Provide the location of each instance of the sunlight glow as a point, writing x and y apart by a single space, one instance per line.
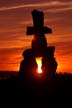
39 63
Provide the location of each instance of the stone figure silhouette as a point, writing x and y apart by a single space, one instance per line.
39 48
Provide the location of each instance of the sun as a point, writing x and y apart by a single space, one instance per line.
39 63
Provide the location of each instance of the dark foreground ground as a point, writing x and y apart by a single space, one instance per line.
60 87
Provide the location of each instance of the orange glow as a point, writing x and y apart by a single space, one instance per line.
39 63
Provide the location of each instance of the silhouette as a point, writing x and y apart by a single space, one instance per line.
26 87
28 66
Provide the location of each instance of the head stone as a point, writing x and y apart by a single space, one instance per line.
38 18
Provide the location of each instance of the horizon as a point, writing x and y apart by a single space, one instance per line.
15 16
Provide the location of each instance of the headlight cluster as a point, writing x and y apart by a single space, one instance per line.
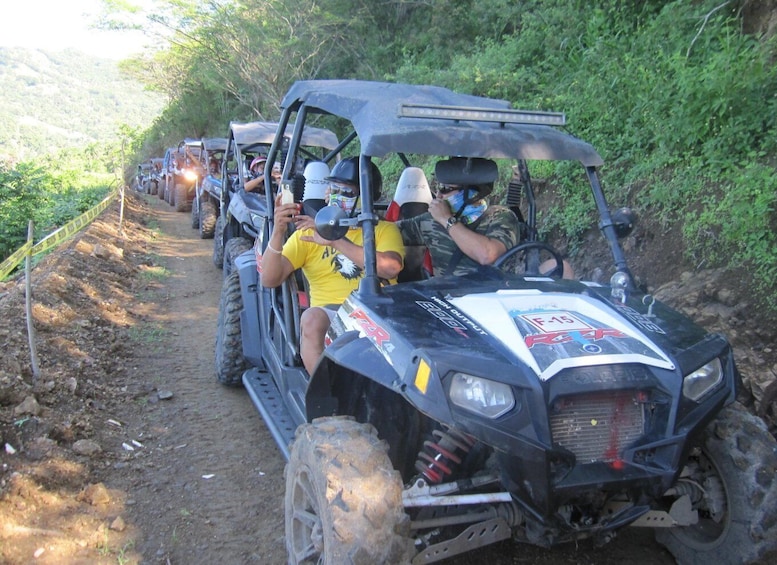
481 396
702 380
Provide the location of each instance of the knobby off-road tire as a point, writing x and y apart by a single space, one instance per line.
207 219
739 456
218 243
195 219
181 203
343 497
230 363
232 249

============================================================

Action item: Transcribe exactly the line that contains "Provide the location of each instance of the orange" and each line after it through the end of the listing. Leave out the pictures.

Result for this exercise:
Provide the location of each instance of the orange glow as a point, writing x and y apart by a single space, one instance per line.
39 63
Provide the location of each instance of the silhouette as a point, writing x and y apart by a single space, one instance per line.
26 87
28 66
Provide the location of each instance of the head stone as a point, writing x and y apart by a single space, one instance per line.
38 18
Provide the location of each instance of the horizon as a point, writing x and y apart by a single space, one instance per line.
15 16
Provide the location of each instance of the headlight cluster as a point, writing x and y apart by a single space, one instance per line.
481 396
702 380
Provide the location of each instance of the knobby off-road tire as a point, writing x and y apart by a single space, one instance per line.
207 219
739 456
218 243
195 219
181 203
343 497
230 363
232 249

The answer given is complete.